- _Activity_:
Task for the records below: count the lines that contain the word "door" and give only that number.

Start of Records to process

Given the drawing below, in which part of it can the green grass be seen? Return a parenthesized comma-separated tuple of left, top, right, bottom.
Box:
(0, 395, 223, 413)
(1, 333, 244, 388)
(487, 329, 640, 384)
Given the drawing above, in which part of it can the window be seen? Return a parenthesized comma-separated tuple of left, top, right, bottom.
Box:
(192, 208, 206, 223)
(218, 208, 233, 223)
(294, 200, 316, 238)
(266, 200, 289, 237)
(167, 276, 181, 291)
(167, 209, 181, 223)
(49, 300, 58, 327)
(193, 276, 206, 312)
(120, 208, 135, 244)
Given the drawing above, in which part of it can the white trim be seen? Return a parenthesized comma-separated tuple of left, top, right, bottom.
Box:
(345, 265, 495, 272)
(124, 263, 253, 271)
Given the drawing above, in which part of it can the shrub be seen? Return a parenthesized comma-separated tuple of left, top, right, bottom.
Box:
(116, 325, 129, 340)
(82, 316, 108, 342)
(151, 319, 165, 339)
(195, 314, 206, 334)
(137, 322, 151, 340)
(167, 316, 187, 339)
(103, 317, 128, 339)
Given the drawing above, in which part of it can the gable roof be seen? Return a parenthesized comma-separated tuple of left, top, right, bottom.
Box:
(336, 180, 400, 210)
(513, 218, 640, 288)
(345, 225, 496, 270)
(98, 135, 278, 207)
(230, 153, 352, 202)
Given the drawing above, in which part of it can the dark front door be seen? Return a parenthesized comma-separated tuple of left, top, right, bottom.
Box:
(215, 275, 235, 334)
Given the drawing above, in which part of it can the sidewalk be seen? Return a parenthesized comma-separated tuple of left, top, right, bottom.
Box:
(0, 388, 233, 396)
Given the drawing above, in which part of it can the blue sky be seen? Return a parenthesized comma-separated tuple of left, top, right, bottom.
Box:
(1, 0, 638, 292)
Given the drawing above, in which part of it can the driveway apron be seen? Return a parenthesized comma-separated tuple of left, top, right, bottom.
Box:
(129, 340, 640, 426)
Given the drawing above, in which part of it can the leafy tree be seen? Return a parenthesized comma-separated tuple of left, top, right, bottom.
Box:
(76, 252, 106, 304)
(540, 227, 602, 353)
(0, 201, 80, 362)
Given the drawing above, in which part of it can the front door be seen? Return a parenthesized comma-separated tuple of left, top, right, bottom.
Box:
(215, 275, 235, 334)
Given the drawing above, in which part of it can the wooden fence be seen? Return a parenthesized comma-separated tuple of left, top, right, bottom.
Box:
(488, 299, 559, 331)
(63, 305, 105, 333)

End of Records to process

- _Solution_:
2